* SHORT PROBLEM
Copy out every line of the items below, character for character, with nothing changed or left out.

##### DATA LISTING #####

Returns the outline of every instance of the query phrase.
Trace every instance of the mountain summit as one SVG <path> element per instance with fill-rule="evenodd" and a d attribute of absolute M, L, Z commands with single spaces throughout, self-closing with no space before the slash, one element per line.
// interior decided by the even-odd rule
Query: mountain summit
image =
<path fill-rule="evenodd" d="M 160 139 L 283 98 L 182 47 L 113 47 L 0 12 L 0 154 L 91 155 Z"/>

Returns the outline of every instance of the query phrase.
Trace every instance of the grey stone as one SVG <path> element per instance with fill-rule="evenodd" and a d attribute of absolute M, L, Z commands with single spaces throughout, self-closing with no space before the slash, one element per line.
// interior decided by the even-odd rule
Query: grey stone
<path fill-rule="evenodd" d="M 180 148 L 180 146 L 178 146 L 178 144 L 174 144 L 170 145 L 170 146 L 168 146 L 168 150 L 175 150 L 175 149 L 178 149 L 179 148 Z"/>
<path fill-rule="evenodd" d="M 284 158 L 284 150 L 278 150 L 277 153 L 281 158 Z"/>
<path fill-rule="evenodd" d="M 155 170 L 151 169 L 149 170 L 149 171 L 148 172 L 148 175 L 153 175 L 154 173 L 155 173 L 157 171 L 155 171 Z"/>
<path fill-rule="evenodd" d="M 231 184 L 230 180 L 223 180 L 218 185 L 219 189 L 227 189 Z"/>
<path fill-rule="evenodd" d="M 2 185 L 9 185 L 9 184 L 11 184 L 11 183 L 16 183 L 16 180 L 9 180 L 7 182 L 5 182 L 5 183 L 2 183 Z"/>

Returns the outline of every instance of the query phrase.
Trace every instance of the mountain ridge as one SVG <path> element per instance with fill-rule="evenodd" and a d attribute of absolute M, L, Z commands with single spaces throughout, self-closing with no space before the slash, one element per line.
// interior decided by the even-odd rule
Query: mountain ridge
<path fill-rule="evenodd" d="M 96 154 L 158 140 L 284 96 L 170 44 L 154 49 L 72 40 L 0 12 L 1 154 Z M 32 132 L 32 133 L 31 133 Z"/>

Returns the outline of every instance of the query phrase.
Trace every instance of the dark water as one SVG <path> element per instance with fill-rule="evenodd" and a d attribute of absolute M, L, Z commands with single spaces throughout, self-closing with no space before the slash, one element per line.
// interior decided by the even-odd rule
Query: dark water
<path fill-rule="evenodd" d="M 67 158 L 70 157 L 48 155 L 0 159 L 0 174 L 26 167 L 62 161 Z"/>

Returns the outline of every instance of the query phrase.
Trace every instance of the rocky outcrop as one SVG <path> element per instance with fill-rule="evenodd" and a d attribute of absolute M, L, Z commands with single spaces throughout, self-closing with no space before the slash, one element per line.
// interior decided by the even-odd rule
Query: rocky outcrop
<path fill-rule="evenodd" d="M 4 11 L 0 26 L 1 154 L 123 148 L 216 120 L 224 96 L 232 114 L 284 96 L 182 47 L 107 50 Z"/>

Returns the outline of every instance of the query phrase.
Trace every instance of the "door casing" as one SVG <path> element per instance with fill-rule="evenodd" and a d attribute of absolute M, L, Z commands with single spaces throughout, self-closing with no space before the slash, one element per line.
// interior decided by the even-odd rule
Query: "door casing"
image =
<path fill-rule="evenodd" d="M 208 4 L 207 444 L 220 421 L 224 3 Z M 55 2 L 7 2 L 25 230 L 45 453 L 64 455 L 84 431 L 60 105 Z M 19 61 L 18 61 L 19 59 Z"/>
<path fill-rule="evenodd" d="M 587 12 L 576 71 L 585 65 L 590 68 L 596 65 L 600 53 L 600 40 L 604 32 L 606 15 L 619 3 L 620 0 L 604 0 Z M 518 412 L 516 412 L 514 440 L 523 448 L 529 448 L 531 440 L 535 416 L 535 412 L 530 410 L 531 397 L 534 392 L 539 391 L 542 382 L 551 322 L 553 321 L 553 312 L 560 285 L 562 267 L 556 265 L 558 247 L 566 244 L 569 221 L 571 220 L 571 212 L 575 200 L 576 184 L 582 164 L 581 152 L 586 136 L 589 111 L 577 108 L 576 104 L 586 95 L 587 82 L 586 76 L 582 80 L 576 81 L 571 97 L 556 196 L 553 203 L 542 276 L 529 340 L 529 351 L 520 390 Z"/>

#####

* OUTPUT BELOW
Returns the outline of every instance of the query phrase.
Trace every instance of the mountain summit as one SVG <path> element per instance with fill-rule="evenodd" and a d attribute of absolute M, L, Z commands with single spaces throughout, self-closing with no space before the slash, one element per line.
// interior decided by the even-odd rule
Query: mountain summit
image =
<path fill-rule="evenodd" d="M 160 139 L 283 98 L 182 47 L 113 47 L 0 12 L 0 154 L 91 155 Z"/>

Returns the outline of every instance of the query phrase.
Trace every instance of the grey stone as one SVG <path> element per instance with fill-rule="evenodd" and a d attribute of absolute M, L, Z commands with single spaces throughout, self-closing with no space before the slash, one element per line.
// interior decided by the even-odd rule
Query: grey stone
<path fill-rule="evenodd" d="M 180 148 L 180 146 L 178 146 L 178 144 L 174 144 L 170 145 L 170 146 L 168 146 L 168 150 L 175 150 L 175 149 L 178 149 L 179 148 Z"/>
<path fill-rule="evenodd" d="M 284 158 L 284 150 L 278 150 L 277 153 L 281 158 Z"/>
<path fill-rule="evenodd" d="M 155 170 L 151 169 L 149 170 L 149 171 L 148 172 L 148 175 L 153 175 L 154 173 L 155 173 L 157 171 L 155 171 Z"/>
<path fill-rule="evenodd" d="M 231 184 L 230 180 L 223 180 L 218 185 L 219 189 L 227 189 Z"/>
<path fill-rule="evenodd" d="M 2 185 L 9 185 L 9 184 L 11 184 L 11 183 L 16 183 L 16 180 L 9 180 L 7 182 L 5 182 L 5 183 L 2 183 Z"/>

Returns the outline of every instance of the query phrase.
Trace every instance of the mountain ridge as one SVG <path> element per instance with fill-rule="evenodd" and a d attribute of absolute M, L, Z commands with single spaces throughout, self-closing with no space before the slash, one element per line.
// interior decided by the even-odd rule
Query: mountain ridge
<path fill-rule="evenodd" d="M 96 154 L 158 140 L 284 96 L 170 44 L 154 49 L 72 40 L 0 12 L 1 154 Z M 32 132 L 32 133 L 31 133 Z"/>

Returns the outline of every instance of the query phrase.
Trace every instance of the dark water as one SVG <path> element per instance with fill-rule="evenodd" and a d attribute of absolute M, L, Z commands with single spaces throughout, self-closing with no space before the slash, one element per line.
// interior decided by the even-odd rule
Query: dark water
<path fill-rule="evenodd" d="M 67 158 L 70 157 L 48 155 L 0 159 L 0 174 L 26 167 L 62 161 Z"/>

Returns the outline of every instance of the query phrase.
Trace every instance of the rocky outcrop as one SVG <path> element per instance with fill-rule="evenodd" and a d attribute of absolute M, L, Z commands with single spaces throughout, self-closing with no space before the slash, one element per line.
// interior decided by the even-odd rule
Query: rocky outcrop
<path fill-rule="evenodd" d="M 4 11 L 0 26 L 1 154 L 123 148 L 216 120 L 224 96 L 232 114 L 284 96 L 182 47 L 107 50 Z"/>

Returns the outline of every instance of the query phrase.
Trace every instance of the "door casing" as one SVG <path> element per instance with fill-rule="evenodd" and a d attribute of absolute M, L, Z commands with single spaces throughout, self-closing with no space before the slash, one element per line.
// interior decided by the even-odd rule
Query: "door casing"
image =
<path fill-rule="evenodd" d="M 208 4 L 207 444 L 220 421 L 224 3 Z M 55 2 L 7 2 L 25 230 L 45 453 L 64 455 L 84 431 L 60 105 Z M 19 61 L 18 61 L 19 59 Z"/>
<path fill-rule="evenodd" d="M 587 12 L 576 71 L 585 65 L 590 68 L 596 65 L 600 53 L 600 40 L 604 32 L 606 15 L 619 3 L 620 0 L 604 0 Z M 518 412 L 516 412 L 514 440 L 523 448 L 529 448 L 531 440 L 535 416 L 535 412 L 530 410 L 531 397 L 534 392 L 539 391 L 542 382 L 551 322 L 553 321 L 553 312 L 560 285 L 562 267 L 556 265 L 558 247 L 566 244 L 569 221 L 571 220 L 571 212 L 575 200 L 576 184 L 582 164 L 581 152 L 586 136 L 589 111 L 577 108 L 576 104 L 586 95 L 587 82 L 586 76 L 582 80 L 576 81 L 571 97 L 556 196 L 553 203 L 542 276 L 529 340 L 529 351 L 520 390 Z"/>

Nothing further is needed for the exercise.